EXCERPTED TEXT:
Lieutenant (ret'd) Douglas "Barry" Agnew (1945 - 2021), joined the Calgary Highlanders as a piper with the Regimental Pipes and Drums in 1975. He ascended to the rank of Sergeant, was commissioned from the ranks and promoted to Lieutenant in1985.
Barry was proud to honour the traditions of the regiment, and a highlight during his time serving as Public Affairs Officer was when he had the opportunity to participate in the presentation of a new Queen's Colour to the Highlanders by HM Queen Elizabeth II during her visit to Calgary in 1990. Barry retired from the Highlanders in 2000.
Barry was born in Saint John, New Brunswick and was educated at Central High School in Calgary, later earning a B.A. majoring in history from the University of Calgary in 1968, followed by a B.Ed. at the University of Alberta in 1972. Most of his working career was spent in the museum profession, including twenty-seven years at the Glenbow Museum leaving there as Senior Curator, Military History in 2001. After Glenbow, Barry started his own museum consulting business, working in several museums throughout Alberta, with the primary contract at the Military Museums as Curator of the Calgary Highlanders Museum.

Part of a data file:
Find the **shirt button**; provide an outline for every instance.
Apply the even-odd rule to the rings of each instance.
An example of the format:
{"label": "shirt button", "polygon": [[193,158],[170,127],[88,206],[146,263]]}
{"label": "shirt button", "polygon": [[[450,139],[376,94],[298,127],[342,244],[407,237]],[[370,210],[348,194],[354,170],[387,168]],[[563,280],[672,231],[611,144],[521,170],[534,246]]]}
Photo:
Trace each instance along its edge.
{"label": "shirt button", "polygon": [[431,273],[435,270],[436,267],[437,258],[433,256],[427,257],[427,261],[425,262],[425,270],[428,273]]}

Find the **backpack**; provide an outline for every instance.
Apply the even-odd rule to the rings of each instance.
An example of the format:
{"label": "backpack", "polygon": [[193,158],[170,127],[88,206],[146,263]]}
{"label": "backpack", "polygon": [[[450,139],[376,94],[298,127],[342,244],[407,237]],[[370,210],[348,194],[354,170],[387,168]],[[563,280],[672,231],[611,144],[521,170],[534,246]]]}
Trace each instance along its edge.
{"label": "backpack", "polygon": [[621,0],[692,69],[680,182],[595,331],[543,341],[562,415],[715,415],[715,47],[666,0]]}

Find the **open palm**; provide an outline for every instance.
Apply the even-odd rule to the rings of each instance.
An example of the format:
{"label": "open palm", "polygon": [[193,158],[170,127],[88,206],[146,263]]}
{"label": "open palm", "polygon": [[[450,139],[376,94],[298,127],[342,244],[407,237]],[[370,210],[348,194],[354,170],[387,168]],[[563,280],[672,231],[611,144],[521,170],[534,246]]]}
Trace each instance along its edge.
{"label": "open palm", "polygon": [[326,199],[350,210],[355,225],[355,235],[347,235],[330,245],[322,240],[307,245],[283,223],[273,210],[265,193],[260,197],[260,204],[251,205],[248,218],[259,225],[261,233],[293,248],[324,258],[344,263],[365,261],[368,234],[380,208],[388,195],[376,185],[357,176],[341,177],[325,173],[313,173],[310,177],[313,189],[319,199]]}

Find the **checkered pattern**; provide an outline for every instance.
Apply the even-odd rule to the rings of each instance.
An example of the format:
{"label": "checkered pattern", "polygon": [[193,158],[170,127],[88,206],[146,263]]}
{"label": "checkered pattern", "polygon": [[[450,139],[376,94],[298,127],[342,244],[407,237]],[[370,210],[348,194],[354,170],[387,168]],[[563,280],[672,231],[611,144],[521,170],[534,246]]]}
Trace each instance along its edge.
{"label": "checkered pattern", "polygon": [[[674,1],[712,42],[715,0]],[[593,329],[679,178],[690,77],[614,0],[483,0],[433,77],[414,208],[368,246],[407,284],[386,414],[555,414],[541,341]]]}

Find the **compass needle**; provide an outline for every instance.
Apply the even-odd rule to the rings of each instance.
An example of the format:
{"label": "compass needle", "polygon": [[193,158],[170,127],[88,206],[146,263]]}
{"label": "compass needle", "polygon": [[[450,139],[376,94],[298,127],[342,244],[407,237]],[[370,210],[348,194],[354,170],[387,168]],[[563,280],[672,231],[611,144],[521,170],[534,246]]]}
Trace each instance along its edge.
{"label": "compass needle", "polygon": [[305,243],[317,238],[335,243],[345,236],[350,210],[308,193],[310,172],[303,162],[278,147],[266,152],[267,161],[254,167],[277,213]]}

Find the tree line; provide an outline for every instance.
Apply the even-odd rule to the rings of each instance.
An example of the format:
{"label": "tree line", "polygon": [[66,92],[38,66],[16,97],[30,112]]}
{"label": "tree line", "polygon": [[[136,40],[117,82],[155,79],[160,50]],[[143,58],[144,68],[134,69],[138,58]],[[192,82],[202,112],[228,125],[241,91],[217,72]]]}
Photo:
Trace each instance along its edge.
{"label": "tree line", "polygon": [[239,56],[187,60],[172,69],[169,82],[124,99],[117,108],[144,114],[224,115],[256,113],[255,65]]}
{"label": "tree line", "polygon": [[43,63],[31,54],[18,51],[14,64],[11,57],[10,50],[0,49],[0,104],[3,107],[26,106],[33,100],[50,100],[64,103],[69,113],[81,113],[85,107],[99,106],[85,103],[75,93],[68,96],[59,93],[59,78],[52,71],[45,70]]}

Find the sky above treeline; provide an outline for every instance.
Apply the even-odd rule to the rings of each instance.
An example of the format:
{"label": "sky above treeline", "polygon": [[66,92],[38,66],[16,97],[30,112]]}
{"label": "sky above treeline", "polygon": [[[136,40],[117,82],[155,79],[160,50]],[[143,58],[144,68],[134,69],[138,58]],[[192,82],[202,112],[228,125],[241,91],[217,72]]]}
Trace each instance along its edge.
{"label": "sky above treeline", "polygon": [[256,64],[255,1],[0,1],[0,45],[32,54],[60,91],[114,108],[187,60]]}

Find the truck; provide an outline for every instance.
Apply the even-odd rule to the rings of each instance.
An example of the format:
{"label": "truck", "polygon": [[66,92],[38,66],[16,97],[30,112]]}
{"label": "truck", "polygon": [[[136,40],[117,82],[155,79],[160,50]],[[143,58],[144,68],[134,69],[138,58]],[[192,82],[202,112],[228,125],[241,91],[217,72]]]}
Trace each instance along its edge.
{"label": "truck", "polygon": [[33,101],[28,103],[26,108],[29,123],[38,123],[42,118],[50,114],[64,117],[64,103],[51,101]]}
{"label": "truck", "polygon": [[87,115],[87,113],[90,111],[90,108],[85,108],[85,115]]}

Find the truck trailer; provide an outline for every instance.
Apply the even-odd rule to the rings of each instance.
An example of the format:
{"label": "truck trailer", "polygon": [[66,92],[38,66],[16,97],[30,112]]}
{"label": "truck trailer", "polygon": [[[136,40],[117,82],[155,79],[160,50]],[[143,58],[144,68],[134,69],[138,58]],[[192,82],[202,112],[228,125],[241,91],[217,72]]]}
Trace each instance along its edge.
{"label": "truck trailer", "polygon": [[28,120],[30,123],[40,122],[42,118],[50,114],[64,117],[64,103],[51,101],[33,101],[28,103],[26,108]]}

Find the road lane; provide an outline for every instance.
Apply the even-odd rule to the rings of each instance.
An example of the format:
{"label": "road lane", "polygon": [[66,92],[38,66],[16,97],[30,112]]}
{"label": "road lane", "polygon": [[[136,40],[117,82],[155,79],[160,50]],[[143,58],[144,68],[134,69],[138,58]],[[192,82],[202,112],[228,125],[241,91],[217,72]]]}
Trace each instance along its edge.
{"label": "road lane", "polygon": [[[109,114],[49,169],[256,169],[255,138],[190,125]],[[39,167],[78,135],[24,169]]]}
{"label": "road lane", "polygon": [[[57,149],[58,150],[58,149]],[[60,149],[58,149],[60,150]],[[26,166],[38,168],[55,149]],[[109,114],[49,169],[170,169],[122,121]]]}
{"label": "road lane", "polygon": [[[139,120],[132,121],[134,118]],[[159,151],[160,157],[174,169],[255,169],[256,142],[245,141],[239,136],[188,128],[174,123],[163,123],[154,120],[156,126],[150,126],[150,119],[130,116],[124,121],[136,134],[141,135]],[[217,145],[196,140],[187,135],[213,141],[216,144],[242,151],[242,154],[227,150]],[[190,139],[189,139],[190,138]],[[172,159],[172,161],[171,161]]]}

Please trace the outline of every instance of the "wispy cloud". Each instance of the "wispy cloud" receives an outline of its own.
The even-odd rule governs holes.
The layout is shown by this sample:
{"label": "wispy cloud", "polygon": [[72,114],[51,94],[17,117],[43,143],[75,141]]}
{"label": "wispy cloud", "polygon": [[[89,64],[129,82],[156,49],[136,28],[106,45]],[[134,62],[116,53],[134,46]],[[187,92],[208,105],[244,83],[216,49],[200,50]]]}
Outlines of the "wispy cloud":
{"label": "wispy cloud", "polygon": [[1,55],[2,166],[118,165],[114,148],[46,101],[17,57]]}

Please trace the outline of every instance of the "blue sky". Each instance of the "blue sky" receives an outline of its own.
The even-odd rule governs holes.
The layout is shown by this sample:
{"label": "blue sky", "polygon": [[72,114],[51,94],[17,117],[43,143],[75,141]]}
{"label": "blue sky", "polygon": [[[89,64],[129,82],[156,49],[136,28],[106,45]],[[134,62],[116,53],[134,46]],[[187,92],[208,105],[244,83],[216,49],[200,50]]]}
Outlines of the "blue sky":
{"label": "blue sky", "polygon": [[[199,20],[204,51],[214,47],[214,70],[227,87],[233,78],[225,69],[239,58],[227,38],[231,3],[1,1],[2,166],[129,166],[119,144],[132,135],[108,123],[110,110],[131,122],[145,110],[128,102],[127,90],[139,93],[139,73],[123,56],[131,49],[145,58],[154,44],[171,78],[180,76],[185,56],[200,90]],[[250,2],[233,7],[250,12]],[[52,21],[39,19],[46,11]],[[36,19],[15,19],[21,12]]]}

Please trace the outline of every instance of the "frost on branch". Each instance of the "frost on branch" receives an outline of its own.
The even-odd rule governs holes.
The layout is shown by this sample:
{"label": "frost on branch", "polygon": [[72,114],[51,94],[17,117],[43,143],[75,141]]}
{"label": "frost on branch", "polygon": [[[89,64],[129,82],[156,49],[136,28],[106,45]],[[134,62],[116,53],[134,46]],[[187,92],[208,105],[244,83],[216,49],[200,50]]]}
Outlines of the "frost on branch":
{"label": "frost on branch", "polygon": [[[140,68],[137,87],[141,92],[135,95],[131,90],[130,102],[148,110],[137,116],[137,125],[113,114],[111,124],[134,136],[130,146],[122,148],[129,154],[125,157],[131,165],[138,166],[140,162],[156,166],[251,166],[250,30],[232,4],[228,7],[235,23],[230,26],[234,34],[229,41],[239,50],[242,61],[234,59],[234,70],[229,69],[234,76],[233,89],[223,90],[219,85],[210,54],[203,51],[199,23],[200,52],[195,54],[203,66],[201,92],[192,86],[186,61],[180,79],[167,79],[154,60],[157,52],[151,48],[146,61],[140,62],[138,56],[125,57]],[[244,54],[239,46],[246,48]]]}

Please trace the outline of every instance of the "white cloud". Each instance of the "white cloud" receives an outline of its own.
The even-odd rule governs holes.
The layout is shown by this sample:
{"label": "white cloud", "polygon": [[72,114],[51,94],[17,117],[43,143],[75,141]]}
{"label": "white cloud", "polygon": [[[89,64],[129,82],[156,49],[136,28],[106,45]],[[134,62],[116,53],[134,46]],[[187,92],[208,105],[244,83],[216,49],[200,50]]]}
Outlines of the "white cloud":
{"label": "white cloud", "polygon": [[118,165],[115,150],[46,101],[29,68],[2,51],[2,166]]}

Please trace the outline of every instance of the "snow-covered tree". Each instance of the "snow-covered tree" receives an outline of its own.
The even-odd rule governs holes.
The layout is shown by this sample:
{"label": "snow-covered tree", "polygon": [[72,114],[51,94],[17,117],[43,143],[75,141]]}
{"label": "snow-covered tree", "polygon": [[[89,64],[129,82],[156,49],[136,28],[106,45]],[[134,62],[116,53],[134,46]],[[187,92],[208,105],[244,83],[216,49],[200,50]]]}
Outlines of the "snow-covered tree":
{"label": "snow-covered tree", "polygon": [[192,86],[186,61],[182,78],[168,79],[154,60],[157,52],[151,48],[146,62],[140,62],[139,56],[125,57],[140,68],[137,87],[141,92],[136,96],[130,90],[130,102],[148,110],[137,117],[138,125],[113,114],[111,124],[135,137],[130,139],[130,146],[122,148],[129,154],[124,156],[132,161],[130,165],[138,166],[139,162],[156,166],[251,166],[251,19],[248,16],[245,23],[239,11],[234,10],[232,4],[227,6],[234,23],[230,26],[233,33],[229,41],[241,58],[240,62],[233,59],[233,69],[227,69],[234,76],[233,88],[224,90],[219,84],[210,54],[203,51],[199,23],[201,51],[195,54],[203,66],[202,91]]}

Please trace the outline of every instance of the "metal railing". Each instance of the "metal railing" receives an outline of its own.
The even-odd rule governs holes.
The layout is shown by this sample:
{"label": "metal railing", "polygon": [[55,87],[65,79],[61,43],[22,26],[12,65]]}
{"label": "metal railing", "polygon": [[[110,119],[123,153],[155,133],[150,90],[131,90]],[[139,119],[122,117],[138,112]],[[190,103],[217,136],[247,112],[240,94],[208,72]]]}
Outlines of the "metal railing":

WHAT THIS TASK INVOLVES: Reproduce the biography of Barry Agnew starting with "Lieutenant (ret'd) Douglas" and going on through "Highlanders in 2000.", switching "Sergeant" for "Corporal". These rows have no connection to the biography of Barry Agnew.

RESPONSE TO THE TASK:
Lieutenant (ret'd) Douglas "Barry" Agnew (1945 - 2021), joined the Calgary Highlanders as a piper with the Regimental Pipes and Drums in 1975. He ascended to the rank of Corporal, was commissioned from the ranks and promoted to Lieutenant in1985.
Barry was proud to honour the traditions of the regiment, and a highlight during his time serving as Public Affairs Officer was when he had the opportunity to participate in the presentation of a new Queen's Colour to the Highlanders by HM Queen Elizabeth II during her visit to Calgary in 1990. Barry retired from the Highlanders in 2000.